Return the listing below unchanged, minus its pictures.

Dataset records
--- BEGIN ---
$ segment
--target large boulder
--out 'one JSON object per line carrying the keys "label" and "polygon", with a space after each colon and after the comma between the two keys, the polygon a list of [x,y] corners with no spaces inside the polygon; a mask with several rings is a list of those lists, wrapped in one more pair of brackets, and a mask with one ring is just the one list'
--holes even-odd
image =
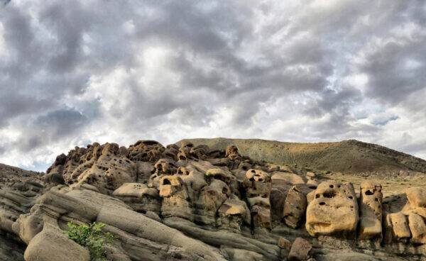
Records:
{"label": "large boulder", "polygon": [[380,184],[364,181],[360,190],[359,238],[382,238],[383,194]]}
{"label": "large boulder", "polygon": [[312,246],[307,240],[297,238],[291,246],[288,259],[289,261],[307,260],[310,256],[312,248]]}
{"label": "large boulder", "polygon": [[423,218],[417,214],[408,216],[408,225],[413,238],[411,242],[417,244],[426,244],[426,225]]}
{"label": "large boulder", "polygon": [[54,226],[45,226],[30,241],[23,255],[26,261],[89,261],[89,251]]}
{"label": "large boulder", "polygon": [[390,213],[389,214],[389,218],[392,224],[393,238],[403,240],[411,237],[407,217],[403,213]]}
{"label": "large boulder", "polygon": [[283,216],[284,222],[292,228],[298,228],[305,218],[307,203],[306,196],[297,186],[293,186],[285,198]]}
{"label": "large boulder", "polygon": [[352,184],[322,182],[315,190],[315,198],[306,211],[306,230],[309,234],[354,237],[359,216]]}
--- END ---
**WRITTEN ANSWER**
$ segment
--target large boulder
--out 'one JSON object per line carrying the keys "label" and "polygon", with a space after each colon and after the comma between the two keys, the polygon a list of [x,y] corners with no spaces inside the polygon; a mask with several rings is a list of those lists, wrapped in one more pair of brackets, and a mask with one ring is just the one list'
--holes even-odd
image =
Records:
{"label": "large boulder", "polygon": [[380,184],[364,181],[360,190],[359,238],[382,238],[383,194]]}
{"label": "large boulder", "polygon": [[312,246],[307,240],[297,238],[291,246],[288,259],[289,261],[307,260],[310,256],[312,248]]}
{"label": "large boulder", "polygon": [[423,218],[417,214],[408,216],[408,225],[413,238],[411,242],[417,244],[426,244],[426,225]]}
{"label": "large boulder", "polygon": [[54,226],[45,226],[30,241],[23,255],[26,261],[89,261],[89,251]]}
{"label": "large boulder", "polygon": [[390,213],[389,214],[389,218],[392,224],[393,238],[403,240],[411,237],[407,217],[403,213]]}
{"label": "large boulder", "polygon": [[283,216],[284,222],[292,228],[298,228],[305,218],[307,203],[306,196],[297,186],[293,186],[285,198]]}
{"label": "large boulder", "polygon": [[352,184],[322,182],[315,190],[315,198],[306,211],[306,230],[309,234],[354,237],[359,216]]}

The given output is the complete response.